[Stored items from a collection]

BEGIN

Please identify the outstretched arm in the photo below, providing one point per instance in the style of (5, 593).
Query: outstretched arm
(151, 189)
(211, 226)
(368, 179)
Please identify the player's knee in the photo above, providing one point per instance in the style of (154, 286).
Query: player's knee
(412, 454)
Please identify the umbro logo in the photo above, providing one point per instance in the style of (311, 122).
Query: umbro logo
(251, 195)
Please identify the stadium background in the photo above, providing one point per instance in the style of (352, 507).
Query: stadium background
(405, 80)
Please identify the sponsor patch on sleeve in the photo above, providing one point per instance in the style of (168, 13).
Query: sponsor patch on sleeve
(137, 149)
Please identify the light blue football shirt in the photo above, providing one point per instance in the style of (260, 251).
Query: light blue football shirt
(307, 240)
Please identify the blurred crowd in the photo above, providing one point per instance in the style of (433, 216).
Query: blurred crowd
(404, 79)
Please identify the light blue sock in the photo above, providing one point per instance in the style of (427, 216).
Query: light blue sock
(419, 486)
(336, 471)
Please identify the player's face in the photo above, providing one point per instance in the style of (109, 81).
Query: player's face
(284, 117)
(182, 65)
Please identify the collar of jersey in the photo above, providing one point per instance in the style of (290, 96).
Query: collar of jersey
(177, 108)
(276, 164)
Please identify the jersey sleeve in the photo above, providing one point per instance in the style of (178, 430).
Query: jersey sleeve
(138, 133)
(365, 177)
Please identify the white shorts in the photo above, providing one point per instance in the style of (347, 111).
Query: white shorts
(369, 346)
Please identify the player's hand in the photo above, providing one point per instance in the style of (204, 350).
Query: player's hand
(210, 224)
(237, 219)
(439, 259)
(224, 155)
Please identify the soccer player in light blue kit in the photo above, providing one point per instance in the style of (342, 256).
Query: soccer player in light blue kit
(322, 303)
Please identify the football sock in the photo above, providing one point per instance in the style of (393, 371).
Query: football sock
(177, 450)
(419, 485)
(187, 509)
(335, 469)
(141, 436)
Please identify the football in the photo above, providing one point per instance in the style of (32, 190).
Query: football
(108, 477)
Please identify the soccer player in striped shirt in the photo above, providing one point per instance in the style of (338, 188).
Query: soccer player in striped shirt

END

STATED EXERCISE: Can you copy out all the items above, changing every "light blue" to "sky blue" and leaving everything else as it is?

WRITTEN REPLY:
Please identify the outstretched arm in the photo below, providing one point per instance in the style of (5, 593).
Query: outstretched arm
(151, 189)
(211, 226)
(368, 179)
Please identify the player's knee in the photo above, providing one point per instance in the style of (154, 286).
Query: player's knee
(412, 454)
Please identify the umbro logo in the photo above, providing one point per instance in the style of (311, 122).
Query: umbro logo
(251, 195)
Please identify the stadium background in the photo above, providing one point per instance in the style of (352, 507).
Query: stadium background
(405, 80)
Please identify the sponsor patch on sleeve in the photo above, providing one point per instance in the style of (168, 13).
Query: sponsor patch on sleeve
(137, 149)
Please identify the sky blue football shirt in the photo above, providing one point per instance in the style of (260, 251).
Query: sky blue football shirt
(307, 240)
Please identify the blurred crowd in the photo above, providing one point per instance in the style of (433, 216).
Query: blurred crowd
(404, 79)
Please identify the sky blue sock in the photo above, providing one point per instance in the style of (427, 216).
Query: sky blue sock
(419, 486)
(336, 471)
Please identify the player's face in the photo above, providing one point per instance in the style of (109, 81).
Query: player's face
(284, 117)
(182, 65)
Please identify the collar of jersey in the photo above, providing one point per instance in the style of (290, 96).
Query: collar of jersey
(177, 108)
(276, 164)
Please identify the jersey sleeve in the photo above, providing one point per instance in the style of (178, 430).
Query: jersey sleeve
(138, 133)
(365, 177)
Please identify the white shorts in the photo above, providing one point per instance in the style of (347, 111).
Query: white shorts
(369, 346)
Please identify the player's hand in the photo above, providing one point per instance in the style of (204, 350).
Query: player's hand
(210, 224)
(237, 219)
(439, 259)
(224, 155)
Please identify the soccer player in sky blue kit in the photo above, providing one point per instance in the style of (342, 256).
Query: soccer player in sky blue kit
(322, 303)
Please identify the football sock in the photo above, providing one point per instance in the style of (393, 371).
Query: football sock
(177, 450)
(419, 485)
(187, 509)
(335, 469)
(141, 436)
Please identify the football in the photo above, providing one point per instance in the style of (32, 190).
Query: football
(108, 477)
Please identify the soccer player in striped shirt in the photo above, providing one point per instance in the style of (338, 188).
Query: soccer player in striped shirt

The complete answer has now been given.